-------- Text passage

Neural networks are inspired by brains. They have facilitated our understanding of human intelligent phenomena such as dreams, and have captured a lot of elegant features of human cognition. For example, human visual cognition is a hierarchical structure, where lower levels recognize features of pixels such as brightness and darkness to form higher levels of features such as edges and objects, and finally reaching the semantic level—human faces and cats. Neural networks can simulate this hierarchical structure, extracting features from lower layers and outputting abstract, semantic information (see Figure 5) in the higher layer.[36]

Figure 5: ANN extracts features in hierarchical structures (credit: Andrew Ng)

However, this capturing of the human mind of neural networks is criticized to be oversimplified and crude, being incompetent to account for human cognition. Indeed, it abstracts away many important features of the brain, such as neurotransmitter and hormone. Moreover, neurons in brains are not homogenous. For instance, a giant neuron that was found wrapped around entire mouse brain in early 2017 may shed light on how consciousness arises in brains.[37] These missing details may matter significantly in mind. Also, many features in neural networks, such as back-propagation, do not necessarily exist in brains. Gary Marcus has done some experiments on infants mastering artificial grammars and found the hierarchical feature detectors mentioned above can’t explain inferences to new cases in language. Although the models are deep and sophisticated, its unstructuredness limits the insights it can offer to high-level cognition.42 Therefore, as Pinker and Prince put it, neural networks perform poorly in high-level, rule-based processing, such as language and inference.32

Another criticism of connectionist models is their requirement for a huge number of training data to capture simple concepts that humans can grasp with very few or even single examples. Being short of innate, symbolic structures, connectionist models rely heavily on the underlying statistical distribution of training data. They also need massive computing power and storage space. For example, one Google research in 2013 trained a neural network to recognize faces. The model had 1 billion connections and was trained on a data set containing 10 million images with 1,000 machines (16,000 cores) for three days.[38] AlphaGo was trained on 30 million different games, more than any human can play in one lifetime. Moreover, connectionist models are only good at very specific tasks. Their training outcomes are often uncertain, resulting in problems like overfitting. As Ali Rahimi ironically put it at NIPS 2017 conference, “machine learning has become alchemy,”[39] echoing with Herbert Dreyfus’s 1965 report Alchemy and Artificial Intelligence.

  1. The Debate

AI was born symbolic. In the 1960s and 1970s, the pendulum swung to knowledge representation and cognitive intelligence. At that time, the importance of symbol manipulation might be overemphasized. In the two decades after that, it swung toward dynamics and embodiment. Now, AI seems increasingly far away from symbolic concepts.[40]

  • Which one accounts for human cognition?

----------------

Using the text on neural networks and human cognition, explain in one to three sentences why connectionist models need so much training data.

-------- Excerpted data

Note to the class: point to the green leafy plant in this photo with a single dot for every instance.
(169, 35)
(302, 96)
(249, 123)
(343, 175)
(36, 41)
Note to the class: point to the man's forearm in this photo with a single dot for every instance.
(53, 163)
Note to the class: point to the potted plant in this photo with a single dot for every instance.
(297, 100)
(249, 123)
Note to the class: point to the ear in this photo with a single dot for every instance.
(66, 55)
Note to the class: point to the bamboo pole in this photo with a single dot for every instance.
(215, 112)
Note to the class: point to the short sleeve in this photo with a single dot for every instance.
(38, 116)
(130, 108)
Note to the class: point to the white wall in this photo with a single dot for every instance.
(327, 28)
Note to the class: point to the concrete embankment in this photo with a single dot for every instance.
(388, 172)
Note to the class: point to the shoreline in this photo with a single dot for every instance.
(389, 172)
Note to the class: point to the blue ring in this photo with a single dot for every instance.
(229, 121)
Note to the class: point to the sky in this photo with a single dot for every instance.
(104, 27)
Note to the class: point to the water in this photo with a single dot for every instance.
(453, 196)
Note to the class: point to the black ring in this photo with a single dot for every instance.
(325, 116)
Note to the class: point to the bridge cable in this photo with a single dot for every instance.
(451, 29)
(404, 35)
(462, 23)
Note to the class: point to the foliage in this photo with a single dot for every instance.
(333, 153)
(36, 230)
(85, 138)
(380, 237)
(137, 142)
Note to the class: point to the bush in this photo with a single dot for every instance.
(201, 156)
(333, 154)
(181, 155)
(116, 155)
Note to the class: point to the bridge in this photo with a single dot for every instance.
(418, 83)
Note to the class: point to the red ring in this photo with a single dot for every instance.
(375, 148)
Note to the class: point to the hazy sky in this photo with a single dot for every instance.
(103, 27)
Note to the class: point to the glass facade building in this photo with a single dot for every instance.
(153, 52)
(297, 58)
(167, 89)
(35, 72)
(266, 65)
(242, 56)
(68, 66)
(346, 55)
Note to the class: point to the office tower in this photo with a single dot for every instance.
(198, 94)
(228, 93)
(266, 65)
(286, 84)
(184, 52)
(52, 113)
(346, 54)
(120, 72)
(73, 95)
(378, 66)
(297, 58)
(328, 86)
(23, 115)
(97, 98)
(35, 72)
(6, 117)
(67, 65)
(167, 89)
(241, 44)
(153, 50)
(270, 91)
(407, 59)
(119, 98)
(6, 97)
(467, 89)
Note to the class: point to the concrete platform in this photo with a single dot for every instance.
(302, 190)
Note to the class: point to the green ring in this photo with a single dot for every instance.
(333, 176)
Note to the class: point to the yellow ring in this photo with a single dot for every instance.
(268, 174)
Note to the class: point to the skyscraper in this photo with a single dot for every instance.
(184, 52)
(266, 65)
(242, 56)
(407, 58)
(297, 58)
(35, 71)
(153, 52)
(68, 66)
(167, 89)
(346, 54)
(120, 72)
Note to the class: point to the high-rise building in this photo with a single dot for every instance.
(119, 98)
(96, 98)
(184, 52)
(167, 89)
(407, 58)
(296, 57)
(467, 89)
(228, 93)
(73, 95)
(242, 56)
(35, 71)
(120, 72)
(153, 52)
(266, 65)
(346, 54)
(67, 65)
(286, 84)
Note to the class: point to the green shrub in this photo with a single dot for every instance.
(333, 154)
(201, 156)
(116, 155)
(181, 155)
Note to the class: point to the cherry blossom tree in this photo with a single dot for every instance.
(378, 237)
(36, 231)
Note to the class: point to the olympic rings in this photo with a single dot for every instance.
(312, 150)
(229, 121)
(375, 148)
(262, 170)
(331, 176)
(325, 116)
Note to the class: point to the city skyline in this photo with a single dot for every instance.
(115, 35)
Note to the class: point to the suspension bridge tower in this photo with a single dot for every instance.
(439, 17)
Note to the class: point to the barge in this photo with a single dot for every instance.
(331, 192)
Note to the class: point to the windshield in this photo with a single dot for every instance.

----------------

▸ **Response to this exercise**
Connectionist models lack innate, symbolic structures, so they rely heavily on the statistical distribution of their training data. As a result, they need a huge amount of data to capture simple concepts that humans can grasp from very few or even single examples.